# RECORDED INFORMATION
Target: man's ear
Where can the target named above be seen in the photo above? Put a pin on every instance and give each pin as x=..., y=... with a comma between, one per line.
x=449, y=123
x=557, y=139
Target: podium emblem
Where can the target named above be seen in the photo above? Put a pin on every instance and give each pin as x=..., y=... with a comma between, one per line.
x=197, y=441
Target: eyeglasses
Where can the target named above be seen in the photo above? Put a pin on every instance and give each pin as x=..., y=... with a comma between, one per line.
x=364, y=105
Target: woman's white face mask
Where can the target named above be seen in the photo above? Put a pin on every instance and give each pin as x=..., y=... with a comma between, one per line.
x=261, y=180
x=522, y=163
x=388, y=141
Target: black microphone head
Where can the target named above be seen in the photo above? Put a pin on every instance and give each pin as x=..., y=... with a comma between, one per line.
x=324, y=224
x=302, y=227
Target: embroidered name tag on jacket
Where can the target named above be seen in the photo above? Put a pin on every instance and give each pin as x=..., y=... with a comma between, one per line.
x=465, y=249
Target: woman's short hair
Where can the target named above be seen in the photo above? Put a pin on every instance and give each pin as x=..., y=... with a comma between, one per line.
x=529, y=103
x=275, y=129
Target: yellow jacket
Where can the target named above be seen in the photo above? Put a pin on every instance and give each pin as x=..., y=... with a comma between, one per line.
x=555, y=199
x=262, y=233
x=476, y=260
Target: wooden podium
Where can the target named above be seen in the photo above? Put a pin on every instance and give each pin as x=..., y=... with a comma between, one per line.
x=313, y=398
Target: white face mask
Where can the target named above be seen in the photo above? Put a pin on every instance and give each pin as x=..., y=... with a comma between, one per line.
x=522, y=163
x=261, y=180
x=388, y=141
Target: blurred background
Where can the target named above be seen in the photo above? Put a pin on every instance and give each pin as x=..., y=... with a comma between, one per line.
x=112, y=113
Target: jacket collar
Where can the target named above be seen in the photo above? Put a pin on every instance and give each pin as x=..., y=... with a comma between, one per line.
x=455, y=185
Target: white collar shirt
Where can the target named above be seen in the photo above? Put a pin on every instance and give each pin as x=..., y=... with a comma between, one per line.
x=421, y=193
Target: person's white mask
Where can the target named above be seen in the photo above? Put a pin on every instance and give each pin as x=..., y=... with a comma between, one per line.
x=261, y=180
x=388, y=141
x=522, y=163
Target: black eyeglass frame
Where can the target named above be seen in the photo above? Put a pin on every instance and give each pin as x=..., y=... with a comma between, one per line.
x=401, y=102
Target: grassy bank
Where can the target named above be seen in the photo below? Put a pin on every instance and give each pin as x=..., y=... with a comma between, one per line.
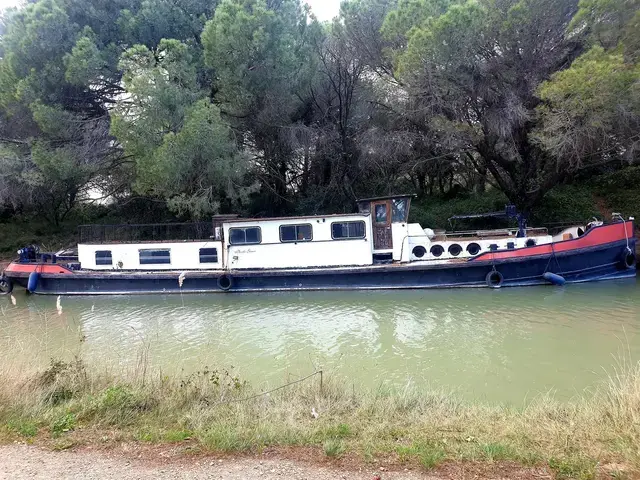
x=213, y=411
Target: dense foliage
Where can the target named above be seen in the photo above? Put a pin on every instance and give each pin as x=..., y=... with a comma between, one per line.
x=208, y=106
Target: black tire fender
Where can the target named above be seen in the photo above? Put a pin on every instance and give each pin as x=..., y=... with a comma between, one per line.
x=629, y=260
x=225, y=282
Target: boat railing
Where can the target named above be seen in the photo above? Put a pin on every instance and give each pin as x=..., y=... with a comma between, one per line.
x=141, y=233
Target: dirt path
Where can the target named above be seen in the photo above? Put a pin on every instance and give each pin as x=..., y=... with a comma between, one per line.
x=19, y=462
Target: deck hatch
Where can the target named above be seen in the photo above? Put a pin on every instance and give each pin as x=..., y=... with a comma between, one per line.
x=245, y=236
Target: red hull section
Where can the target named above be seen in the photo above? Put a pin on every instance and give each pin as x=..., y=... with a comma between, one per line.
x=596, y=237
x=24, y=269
* * *
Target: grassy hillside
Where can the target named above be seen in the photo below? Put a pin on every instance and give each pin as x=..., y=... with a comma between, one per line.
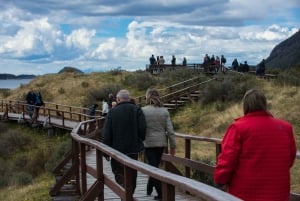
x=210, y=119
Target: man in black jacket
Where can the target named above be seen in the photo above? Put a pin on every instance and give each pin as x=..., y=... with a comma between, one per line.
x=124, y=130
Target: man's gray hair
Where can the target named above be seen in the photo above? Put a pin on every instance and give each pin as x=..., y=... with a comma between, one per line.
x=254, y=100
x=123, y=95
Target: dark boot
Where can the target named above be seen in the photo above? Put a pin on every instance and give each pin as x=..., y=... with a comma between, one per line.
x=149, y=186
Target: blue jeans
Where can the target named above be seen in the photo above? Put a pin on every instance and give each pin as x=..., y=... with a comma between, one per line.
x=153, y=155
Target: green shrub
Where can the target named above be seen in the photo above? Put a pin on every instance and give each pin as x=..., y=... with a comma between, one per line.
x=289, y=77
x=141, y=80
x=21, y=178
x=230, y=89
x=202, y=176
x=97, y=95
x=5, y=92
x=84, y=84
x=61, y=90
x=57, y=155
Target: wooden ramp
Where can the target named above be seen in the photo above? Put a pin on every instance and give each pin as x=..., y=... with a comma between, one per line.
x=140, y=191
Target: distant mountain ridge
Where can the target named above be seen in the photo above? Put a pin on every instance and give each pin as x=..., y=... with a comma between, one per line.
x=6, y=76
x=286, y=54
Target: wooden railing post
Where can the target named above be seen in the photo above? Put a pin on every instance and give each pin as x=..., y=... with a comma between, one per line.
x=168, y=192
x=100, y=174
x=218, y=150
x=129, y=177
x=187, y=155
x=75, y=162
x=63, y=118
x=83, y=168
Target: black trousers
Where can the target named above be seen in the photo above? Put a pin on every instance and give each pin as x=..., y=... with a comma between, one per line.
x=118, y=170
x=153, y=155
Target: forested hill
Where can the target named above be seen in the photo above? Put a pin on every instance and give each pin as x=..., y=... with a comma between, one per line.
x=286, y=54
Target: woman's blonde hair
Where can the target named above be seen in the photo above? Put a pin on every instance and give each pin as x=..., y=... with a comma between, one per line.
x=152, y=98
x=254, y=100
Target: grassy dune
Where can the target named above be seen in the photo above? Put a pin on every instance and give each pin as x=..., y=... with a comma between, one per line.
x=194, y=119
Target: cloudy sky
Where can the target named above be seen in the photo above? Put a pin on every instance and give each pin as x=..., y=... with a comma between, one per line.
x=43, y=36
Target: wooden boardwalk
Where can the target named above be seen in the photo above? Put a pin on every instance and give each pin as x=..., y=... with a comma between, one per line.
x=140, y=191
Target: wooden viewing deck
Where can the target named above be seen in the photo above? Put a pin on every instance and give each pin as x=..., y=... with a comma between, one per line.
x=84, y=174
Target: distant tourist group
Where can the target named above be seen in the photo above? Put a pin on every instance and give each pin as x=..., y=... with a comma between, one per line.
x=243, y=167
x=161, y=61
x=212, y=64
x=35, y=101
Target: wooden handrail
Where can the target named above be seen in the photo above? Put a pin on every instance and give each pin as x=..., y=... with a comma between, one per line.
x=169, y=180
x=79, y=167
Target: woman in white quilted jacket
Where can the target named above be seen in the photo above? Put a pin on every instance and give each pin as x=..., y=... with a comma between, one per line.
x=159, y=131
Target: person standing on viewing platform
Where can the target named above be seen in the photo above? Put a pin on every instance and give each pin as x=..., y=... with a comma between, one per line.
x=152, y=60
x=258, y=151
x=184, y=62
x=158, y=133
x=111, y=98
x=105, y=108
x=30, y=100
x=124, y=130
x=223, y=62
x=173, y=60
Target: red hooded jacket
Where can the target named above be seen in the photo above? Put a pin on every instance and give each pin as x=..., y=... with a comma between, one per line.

# TASK OBJECTIVE
Output the lines of the data as a numbered list, starting at the line that contains "Target: white collar shirt" and ending at the line that contains "x=421, y=193", with both included and blank lines left out.

# ANSWER TO THIS PROBLEM
1. Target: white collar shirt
2. Where can the target named above be seen in the photo above? Put a pin on every instance and give each pin as x=..., y=... with a comma between, one per line.
3. x=421, y=193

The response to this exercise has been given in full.